== Material provided

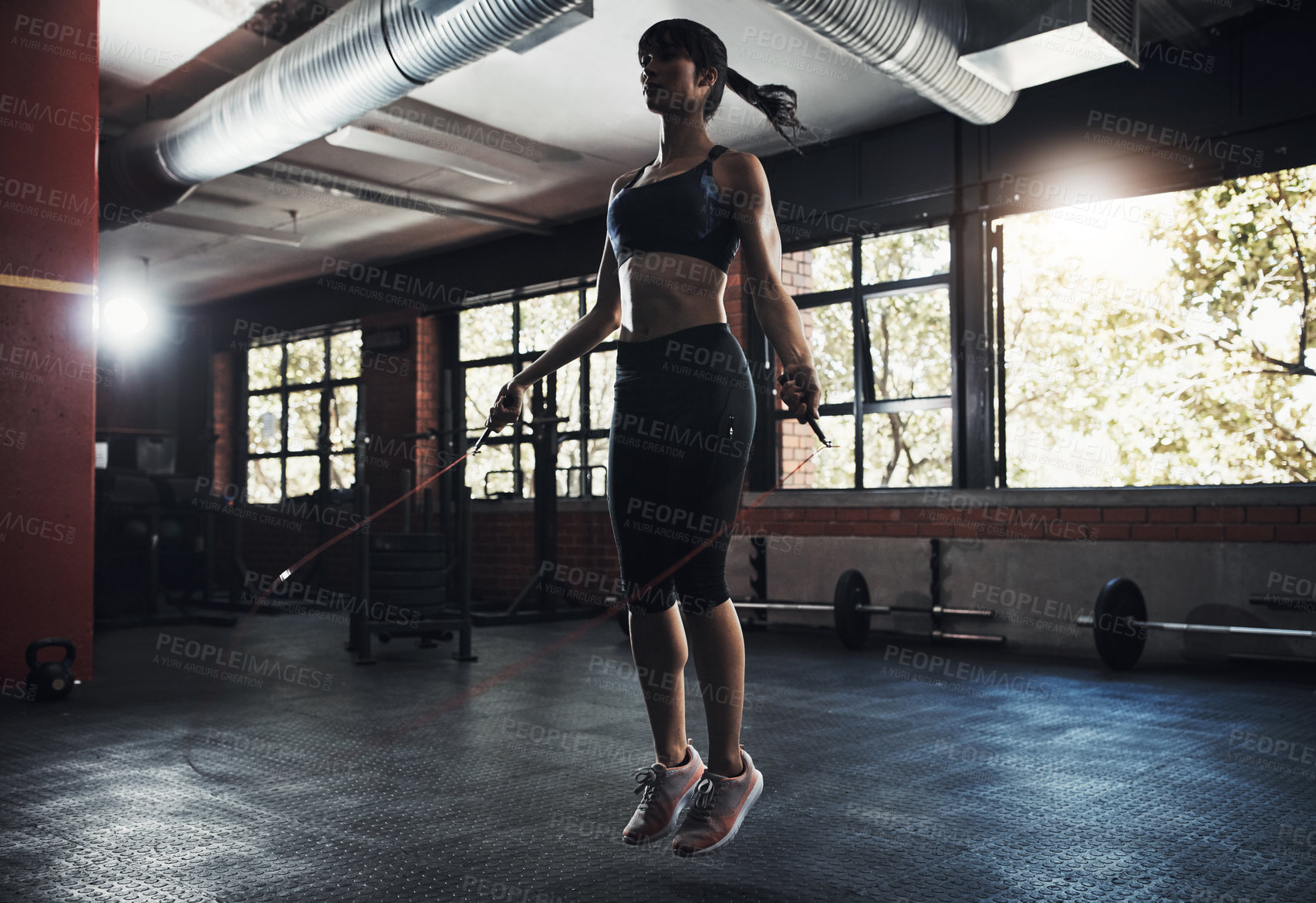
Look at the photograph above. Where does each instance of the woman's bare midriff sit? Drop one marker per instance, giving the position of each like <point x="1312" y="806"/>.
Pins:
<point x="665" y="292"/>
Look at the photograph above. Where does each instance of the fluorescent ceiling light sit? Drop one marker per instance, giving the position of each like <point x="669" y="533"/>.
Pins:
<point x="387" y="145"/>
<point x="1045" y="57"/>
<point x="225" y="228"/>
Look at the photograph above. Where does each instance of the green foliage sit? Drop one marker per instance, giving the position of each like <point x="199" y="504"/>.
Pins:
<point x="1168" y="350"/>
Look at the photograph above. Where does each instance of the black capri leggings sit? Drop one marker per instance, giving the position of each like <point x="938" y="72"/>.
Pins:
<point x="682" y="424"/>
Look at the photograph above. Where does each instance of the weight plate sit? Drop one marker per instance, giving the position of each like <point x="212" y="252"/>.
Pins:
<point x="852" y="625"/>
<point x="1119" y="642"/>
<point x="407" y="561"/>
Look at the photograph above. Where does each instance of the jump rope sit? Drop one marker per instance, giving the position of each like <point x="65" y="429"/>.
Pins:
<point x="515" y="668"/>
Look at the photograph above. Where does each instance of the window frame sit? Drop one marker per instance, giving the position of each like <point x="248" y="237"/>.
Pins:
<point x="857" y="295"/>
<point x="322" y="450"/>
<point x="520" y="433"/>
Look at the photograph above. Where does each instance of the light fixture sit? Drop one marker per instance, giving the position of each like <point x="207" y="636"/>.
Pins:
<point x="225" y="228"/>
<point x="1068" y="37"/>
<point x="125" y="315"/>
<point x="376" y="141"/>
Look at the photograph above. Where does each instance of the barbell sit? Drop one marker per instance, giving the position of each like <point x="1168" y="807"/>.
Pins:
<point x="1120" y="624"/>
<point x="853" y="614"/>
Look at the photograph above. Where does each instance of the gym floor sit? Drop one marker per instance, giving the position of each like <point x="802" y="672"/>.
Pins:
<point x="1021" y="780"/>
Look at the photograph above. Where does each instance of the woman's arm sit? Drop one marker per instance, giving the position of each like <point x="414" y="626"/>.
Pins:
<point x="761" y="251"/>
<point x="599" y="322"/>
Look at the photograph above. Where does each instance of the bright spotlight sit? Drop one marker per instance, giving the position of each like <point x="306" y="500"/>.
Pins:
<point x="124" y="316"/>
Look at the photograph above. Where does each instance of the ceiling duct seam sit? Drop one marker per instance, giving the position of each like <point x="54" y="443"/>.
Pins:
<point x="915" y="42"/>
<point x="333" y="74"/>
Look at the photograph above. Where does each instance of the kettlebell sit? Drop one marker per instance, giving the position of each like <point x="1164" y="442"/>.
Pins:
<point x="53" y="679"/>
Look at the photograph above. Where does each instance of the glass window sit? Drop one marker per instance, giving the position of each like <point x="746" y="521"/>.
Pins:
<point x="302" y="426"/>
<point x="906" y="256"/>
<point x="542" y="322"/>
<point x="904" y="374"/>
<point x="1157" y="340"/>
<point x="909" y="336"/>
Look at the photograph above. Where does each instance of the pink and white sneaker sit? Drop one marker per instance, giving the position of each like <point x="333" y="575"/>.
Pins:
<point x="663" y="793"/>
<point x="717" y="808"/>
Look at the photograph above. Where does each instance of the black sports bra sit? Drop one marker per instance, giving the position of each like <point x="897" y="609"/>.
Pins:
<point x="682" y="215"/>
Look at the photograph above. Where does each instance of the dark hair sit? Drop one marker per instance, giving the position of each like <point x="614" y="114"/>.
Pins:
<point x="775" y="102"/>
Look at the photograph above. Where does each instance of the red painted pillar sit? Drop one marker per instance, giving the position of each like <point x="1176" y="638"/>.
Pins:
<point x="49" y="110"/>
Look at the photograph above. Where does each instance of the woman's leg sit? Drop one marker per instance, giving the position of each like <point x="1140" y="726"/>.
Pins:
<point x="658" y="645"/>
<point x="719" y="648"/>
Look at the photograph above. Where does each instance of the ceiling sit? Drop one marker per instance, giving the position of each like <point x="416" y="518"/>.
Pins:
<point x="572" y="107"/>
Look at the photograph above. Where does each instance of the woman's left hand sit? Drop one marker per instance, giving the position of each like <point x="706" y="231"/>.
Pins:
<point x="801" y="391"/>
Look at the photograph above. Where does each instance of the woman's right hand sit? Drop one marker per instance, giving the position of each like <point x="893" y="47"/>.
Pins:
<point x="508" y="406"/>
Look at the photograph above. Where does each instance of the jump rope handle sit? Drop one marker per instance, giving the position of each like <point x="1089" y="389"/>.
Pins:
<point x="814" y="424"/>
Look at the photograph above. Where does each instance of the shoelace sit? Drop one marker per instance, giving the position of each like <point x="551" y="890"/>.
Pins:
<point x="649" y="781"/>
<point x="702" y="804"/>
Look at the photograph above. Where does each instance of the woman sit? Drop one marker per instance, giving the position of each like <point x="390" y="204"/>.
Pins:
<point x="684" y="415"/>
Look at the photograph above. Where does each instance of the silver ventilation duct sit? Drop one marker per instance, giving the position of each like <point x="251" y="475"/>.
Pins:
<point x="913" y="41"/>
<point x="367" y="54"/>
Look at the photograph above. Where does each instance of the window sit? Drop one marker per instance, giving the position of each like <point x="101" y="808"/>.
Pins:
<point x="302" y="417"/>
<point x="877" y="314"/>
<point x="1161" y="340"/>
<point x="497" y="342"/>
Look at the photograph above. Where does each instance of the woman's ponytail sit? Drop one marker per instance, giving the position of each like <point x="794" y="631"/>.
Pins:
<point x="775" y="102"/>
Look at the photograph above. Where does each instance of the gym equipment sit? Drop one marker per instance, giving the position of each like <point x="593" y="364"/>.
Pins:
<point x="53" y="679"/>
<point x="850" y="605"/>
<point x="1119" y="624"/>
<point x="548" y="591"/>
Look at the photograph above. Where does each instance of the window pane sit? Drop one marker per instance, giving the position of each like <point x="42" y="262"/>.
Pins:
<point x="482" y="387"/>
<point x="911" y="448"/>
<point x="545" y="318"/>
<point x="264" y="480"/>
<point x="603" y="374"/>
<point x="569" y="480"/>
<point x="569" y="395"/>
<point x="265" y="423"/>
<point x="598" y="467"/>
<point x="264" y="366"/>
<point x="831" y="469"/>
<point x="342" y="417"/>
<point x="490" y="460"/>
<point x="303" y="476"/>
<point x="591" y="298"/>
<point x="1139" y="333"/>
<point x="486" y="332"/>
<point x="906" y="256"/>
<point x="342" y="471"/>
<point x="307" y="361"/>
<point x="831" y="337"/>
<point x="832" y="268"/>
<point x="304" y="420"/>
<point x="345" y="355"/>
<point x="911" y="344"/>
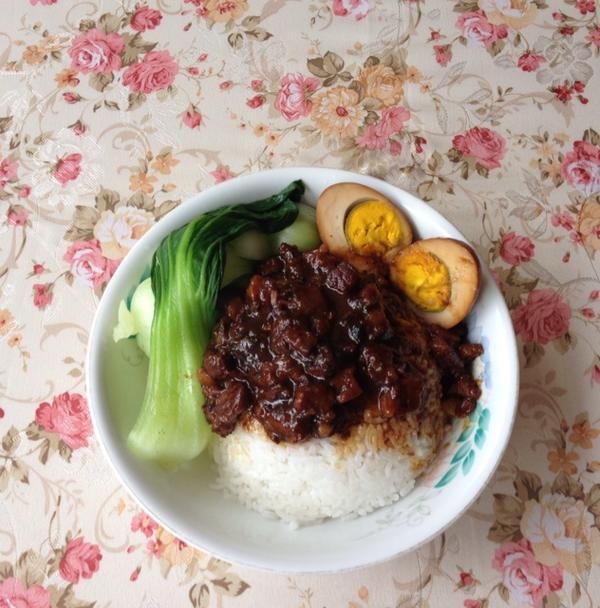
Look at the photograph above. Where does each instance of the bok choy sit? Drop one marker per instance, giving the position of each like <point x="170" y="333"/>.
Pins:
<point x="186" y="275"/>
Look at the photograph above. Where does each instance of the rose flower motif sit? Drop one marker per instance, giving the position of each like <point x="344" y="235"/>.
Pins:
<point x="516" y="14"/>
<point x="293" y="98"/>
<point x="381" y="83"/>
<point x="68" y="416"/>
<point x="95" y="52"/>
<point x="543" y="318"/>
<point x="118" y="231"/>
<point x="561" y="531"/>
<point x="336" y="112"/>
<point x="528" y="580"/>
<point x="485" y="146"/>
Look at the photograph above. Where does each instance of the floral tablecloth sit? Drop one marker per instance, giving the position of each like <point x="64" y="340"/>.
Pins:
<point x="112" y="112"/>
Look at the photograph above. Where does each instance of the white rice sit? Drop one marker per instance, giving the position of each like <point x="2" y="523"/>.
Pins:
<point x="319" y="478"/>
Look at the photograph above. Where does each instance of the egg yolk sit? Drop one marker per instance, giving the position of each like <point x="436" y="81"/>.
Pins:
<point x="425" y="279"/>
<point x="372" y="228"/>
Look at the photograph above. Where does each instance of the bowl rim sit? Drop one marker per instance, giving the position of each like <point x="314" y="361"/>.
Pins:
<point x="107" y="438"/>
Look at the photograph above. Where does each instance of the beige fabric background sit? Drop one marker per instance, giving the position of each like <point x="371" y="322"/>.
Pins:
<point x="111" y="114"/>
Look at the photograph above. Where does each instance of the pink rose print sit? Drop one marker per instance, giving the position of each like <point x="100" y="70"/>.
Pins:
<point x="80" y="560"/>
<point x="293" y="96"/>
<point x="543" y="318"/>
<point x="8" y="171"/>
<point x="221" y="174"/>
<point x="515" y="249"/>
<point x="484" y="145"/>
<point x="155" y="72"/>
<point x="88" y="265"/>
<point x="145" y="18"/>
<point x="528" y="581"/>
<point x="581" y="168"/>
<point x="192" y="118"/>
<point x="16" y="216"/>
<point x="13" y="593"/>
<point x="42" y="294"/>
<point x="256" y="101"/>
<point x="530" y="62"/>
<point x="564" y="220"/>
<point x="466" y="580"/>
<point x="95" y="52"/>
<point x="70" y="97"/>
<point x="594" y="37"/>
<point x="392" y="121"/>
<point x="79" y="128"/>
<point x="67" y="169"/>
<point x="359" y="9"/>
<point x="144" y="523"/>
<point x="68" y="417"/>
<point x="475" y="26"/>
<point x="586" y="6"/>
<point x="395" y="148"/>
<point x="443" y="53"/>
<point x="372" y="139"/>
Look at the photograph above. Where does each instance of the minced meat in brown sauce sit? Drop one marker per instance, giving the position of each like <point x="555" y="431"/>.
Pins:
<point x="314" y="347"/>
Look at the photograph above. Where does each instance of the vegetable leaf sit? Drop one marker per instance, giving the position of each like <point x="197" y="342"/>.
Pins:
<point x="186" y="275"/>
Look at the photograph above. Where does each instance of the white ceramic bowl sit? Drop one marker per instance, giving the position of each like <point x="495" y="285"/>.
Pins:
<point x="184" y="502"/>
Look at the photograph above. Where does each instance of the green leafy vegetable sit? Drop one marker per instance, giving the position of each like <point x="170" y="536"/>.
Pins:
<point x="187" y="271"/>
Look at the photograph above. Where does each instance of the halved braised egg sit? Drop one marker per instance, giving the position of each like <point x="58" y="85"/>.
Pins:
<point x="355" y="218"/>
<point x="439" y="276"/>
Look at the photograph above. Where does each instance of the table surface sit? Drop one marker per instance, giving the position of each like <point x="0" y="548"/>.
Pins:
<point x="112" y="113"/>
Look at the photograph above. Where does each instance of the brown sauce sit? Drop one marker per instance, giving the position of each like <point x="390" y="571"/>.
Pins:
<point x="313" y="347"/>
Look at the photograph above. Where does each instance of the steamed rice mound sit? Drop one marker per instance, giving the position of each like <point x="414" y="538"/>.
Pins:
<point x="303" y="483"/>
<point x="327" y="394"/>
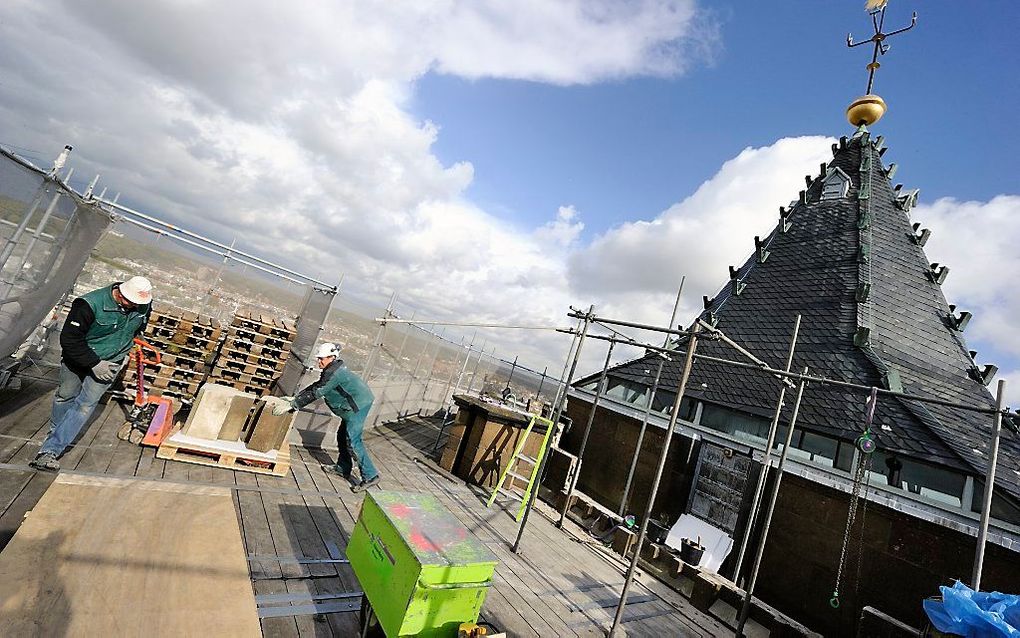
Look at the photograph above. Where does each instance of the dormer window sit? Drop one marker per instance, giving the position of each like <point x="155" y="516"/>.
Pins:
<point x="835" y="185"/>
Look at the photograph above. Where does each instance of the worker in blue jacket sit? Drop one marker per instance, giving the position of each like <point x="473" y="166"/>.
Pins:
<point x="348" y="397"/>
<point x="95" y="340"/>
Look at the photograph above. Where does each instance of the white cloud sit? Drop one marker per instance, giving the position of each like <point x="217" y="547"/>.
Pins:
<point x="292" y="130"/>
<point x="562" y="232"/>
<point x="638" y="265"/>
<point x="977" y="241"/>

====

Your objective
Print the lines above from the one with "the woman sit?" through the one with "the window pane", both included, exactly as written and nothing more.

Output
Look at the photograph above. Where does each instance of the woman sit? Drop one marker per instance, giving the position of each like <point x="390" y="204"/>.
Pins:
<point x="684" y="415"/>
Look at the photograph above. Where does each instance of the silver ventilation duct sit? Drop one marker per instance, giving the position of each like <point x="251" y="475"/>.
Pins:
<point x="913" y="41"/>
<point x="367" y="54"/>
Look at the photograph above. Where does each instance of the window sit? Drop one marker per instance, giving the position of each like <point x="101" y="808"/>.
Pins:
<point x="302" y="417"/>
<point x="877" y="314"/>
<point x="1161" y="340"/>
<point x="497" y="342"/>
Look at the photograph above. Where does each instance of the woman's ponytail sit? Drop one marker per instance, giving the position of each like <point x="794" y="631"/>.
Pins:
<point x="775" y="102"/>
Look at the photograph above. Where does each instance of the gym equipment sit? Drop one marker per instance, giving the position of each like <point x="593" y="364"/>.
Pins:
<point x="53" y="679"/>
<point x="850" y="605"/>
<point x="1119" y="624"/>
<point x="548" y="591"/>
Look at the photograph above. Where does each instance of the window pane sit? Drop one marker per instance, giving the position of each like <point x="42" y="262"/>.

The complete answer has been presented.